§ Exercise:
The full data, repeated exactly, is the only answer needed.
== Segment start ==
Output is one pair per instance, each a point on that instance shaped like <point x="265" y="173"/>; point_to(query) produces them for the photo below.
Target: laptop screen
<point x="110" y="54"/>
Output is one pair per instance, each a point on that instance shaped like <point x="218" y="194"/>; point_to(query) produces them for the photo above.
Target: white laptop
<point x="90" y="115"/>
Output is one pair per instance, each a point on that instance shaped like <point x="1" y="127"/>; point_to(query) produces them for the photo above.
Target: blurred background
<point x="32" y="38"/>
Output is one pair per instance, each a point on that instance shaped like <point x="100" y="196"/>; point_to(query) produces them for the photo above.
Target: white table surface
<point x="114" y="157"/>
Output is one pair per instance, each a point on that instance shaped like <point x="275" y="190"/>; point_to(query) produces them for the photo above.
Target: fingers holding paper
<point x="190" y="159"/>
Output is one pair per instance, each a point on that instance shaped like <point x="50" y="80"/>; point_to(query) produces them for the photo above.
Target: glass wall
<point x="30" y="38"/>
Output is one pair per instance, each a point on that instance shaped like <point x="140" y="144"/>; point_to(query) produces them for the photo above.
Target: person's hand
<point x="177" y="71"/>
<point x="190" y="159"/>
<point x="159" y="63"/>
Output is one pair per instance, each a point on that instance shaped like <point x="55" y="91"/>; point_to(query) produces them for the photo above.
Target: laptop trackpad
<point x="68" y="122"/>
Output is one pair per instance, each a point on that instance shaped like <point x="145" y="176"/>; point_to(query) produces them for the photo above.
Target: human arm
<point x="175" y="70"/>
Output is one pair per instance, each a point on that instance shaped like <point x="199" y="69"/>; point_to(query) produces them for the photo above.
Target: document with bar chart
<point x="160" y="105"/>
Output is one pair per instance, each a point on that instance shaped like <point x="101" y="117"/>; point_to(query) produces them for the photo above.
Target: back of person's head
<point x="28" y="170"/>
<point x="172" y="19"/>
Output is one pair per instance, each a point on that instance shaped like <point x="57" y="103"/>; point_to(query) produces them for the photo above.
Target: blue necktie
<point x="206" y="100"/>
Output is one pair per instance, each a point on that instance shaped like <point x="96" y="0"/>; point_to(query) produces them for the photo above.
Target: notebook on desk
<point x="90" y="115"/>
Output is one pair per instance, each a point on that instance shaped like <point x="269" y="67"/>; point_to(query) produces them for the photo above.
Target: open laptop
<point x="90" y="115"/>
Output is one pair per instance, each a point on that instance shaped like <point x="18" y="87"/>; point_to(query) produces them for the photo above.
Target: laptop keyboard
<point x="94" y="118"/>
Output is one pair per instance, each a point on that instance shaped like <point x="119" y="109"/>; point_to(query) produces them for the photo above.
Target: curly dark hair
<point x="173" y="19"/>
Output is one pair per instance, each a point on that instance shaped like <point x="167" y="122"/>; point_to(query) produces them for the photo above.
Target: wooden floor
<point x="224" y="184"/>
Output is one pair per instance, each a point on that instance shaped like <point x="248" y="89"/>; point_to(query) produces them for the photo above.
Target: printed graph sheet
== Segment end ==
§ Task output:
Output is one pair per instance, each a point on that instance shaped like <point x="265" y="173"/>; point_to(query) produces them for the photo below.
Target: laptop screen
<point x="110" y="54"/>
Output is one pair per instance, each a point on that instance shaped like <point x="218" y="194"/>; point_to(query) produces them for the photo above.
Target: white laptop
<point x="90" y="115"/>
Output is one pair per instance, each a point on that instance shaped like <point x="1" y="127"/>; point_to(query) produces them for the photo above.
Target: blurred background
<point x="32" y="38"/>
Output is one pair per instance, each a point on that instance shaped like <point x="100" y="196"/>; point_to(query) produces them for the photo above.
Target: white table surface
<point x="114" y="157"/>
Output is one pair per instance, each a point on that instance shaped like <point x="275" y="190"/>; point_to(query) produces them for the photo above.
Target: fingers holding paper
<point x="190" y="159"/>
Output is one pair per instance, each a point on that instance shaped like <point x="50" y="80"/>; point_to(query) produces them for the photo above.
Target: glass wall
<point x="30" y="38"/>
Output is one pair per instance, each a point on that instance shaped like <point x="140" y="144"/>; point_to(query) produces them for the photo above.
Target: person's hand
<point x="177" y="71"/>
<point x="190" y="159"/>
<point x="159" y="63"/>
Output is one pair per instance, each a point on that instance shaped like <point x="55" y="91"/>; point_to(query) produces them for the photo above.
Target: laptop trackpad
<point x="68" y="122"/>
Output is one pair per instance, each a point on that instance shaped like <point x="145" y="176"/>; point_to(query) produces them for the photo above.
Target: human arm
<point x="175" y="70"/>
Output is one pair per instance, each a point on that instance shaped like <point x="199" y="69"/>; point_to(query) produces them for the photo above.
Target: document with bar chart
<point x="160" y="105"/>
Output is one pair per instance, each a point on that instance shaped like <point x="101" y="117"/>; point_to(query) produces them for the photo above.
Target: back of person's head
<point x="28" y="170"/>
<point x="172" y="19"/>
Output is one pair per instance, each a point on that instance shaped like <point x="57" y="103"/>; point_to(query) produces them for the photo above.
Target: blue necktie
<point x="206" y="100"/>
Output is one pair per instance, each a point on that instance shaped like <point x="96" y="0"/>; point_to(query) produces them for the photo above.
Target: notebook on desk
<point x="90" y="115"/>
Output is one pair per instance, each a point on that instance shaped like <point x="269" y="67"/>; point_to(query) produces them for the photo above.
Target: open laptop
<point x="90" y="115"/>
Output is one pair per instance, each a point on that instance shaped like <point x="18" y="87"/>; point_to(query) produces them for the photo above.
Target: laptop keyboard
<point x="94" y="118"/>
Output is one pair per instance, each a point on that instance shaped like <point x="119" y="109"/>; point_to(query) produces them for the photo above.
Target: curly dark hair
<point x="173" y="19"/>
Output is one pair per instance, each a point on that instance shaped like <point x="167" y="122"/>; point_to(query) produces them for the photo above.
Target: wooden floor
<point x="224" y="184"/>
Output is one pair per instance, each a point on that instance shaped like <point x="248" y="89"/>; point_to(query) produces them for the photo above.
Target: printed graph sheet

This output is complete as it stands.